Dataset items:

..........

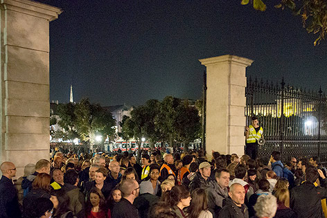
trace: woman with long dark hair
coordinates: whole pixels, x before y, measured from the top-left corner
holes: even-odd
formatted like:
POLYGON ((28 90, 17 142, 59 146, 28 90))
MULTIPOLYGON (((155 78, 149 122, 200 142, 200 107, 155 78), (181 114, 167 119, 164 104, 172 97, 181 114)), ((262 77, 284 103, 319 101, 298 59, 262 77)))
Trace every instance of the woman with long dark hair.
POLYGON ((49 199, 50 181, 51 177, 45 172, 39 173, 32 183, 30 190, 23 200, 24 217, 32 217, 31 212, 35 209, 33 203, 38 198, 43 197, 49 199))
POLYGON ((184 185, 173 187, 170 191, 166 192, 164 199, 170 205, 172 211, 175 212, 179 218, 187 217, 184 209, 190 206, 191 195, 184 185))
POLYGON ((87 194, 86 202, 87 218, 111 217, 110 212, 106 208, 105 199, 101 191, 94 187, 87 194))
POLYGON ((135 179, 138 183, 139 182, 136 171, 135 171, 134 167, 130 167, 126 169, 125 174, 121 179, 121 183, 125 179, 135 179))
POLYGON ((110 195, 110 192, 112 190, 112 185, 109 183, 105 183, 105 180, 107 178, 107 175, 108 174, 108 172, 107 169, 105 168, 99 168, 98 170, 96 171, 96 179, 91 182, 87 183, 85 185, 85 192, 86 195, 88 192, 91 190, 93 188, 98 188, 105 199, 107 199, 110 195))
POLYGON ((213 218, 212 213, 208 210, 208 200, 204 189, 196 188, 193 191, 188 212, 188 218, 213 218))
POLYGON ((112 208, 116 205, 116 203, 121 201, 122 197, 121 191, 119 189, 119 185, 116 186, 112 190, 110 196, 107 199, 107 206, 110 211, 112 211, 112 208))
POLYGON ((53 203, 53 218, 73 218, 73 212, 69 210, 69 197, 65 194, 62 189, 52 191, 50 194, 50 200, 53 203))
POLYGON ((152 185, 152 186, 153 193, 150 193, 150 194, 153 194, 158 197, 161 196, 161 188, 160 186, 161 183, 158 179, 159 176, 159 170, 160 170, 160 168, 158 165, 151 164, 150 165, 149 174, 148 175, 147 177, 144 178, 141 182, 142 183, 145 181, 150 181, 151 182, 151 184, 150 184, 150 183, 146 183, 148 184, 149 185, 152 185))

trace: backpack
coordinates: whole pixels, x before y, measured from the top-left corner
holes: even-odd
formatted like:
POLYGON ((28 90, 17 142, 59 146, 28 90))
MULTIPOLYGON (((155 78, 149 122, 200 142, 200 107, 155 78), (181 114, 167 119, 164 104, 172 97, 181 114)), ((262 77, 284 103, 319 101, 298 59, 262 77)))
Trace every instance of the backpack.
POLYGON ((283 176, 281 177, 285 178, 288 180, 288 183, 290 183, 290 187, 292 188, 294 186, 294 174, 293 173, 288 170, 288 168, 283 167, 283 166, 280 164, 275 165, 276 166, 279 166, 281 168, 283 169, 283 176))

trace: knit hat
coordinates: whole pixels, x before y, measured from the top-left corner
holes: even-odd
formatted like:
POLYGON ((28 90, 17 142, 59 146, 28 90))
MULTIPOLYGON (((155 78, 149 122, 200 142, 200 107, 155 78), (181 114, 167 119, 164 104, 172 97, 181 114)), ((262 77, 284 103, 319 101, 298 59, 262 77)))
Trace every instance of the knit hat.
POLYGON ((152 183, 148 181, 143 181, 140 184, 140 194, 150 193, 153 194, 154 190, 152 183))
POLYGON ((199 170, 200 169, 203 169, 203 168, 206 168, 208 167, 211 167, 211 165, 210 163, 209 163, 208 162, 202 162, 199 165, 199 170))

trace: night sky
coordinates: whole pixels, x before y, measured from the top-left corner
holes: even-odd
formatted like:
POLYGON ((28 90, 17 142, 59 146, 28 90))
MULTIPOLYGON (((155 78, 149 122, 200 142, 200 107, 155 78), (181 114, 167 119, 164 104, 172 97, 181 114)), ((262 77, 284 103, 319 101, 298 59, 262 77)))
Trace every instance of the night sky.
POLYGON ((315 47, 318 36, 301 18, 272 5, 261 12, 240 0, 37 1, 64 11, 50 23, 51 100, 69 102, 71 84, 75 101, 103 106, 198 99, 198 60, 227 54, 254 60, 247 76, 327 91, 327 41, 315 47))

..........

### [Required work]
Output the line that contains "trace: backpack", followed by every later line in the listing, with no line omitted and none added.

### [Exercise result]
trace: backpack
coordinates: whole pixels, x before y, measured from the top-left corner
holes: even-odd
formatted like:
POLYGON ((28 90, 17 142, 59 146, 28 90))
MULTIPOLYGON (((155 78, 149 122, 200 142, 200 107, 155 78), (181 114, 167 119, 164 104, 172 97, 181 114)), ((262 77, 284 103, 319 101, 298 59, 262 77)))
Trace every instance of the backpack.
POLYGON ((283 176, 281 177, 285 178, 288 180, 288 183, 290 183, 290 187, 292 188, 294 186, 294 174, 293 173, 288 170, 288 168, 283 167, 283 166, 280 164, 275 165, 276 166, 279 166, 281 168, 283 169, 283 176))

trace: knit hat
coordinates: whole pixels, x before y, measured from the top-left corner
holes: even-odd
formatted like:
POLYGON ((28 90, 17 142, 59 146, 28 90))
MULTIPOLYGON (((155 78, 149 122, 200 142, 200 107, 155 78), (181 114, 167 119, 164 104, 172 97, 181 114)), ((262 77, 284 103, 319 101, 298 59, 262 77)))
Trace every instance of the knit hat.
POLYGON ((152 183, 148 181, 143 181, 140 184, 140 194, 150 193, 153 194, 154 190, 152 183))
POLYGON ((199 170, 200 169, 203 169, 203 168, 206 168, 208 167, 211 167, 211 165, 210 163, 209 163, 208 162, 202 162, 199 165, 199 170))

trace: night sky
coordinates: whole pixels, x before y, measured from the top-left corner
holes: even-odd
formatted like:
POLYGON ((28 90, 17 142, 59 146, 28 90))
MULTIPOLYGON (((155 78, 149 122, 200 142, 200 107, 155 78), (181 114, 167 119, 164 104, 172 97, 181 114)), ((262 77, 284 103, 319 101, 298 59, 262 77)))
Trace every instance of the night sky.
POLYGON ((315 47, 318 36, 301 18, 272 5, 261 12, 240 0, 37 1, 64 11, 50 23, 51 100, 69 102, 71 84, 75 101, 103 106, 198 99, 198 60, 227 54, 254 60, 247 76, 327 91, 327 41, 315 47))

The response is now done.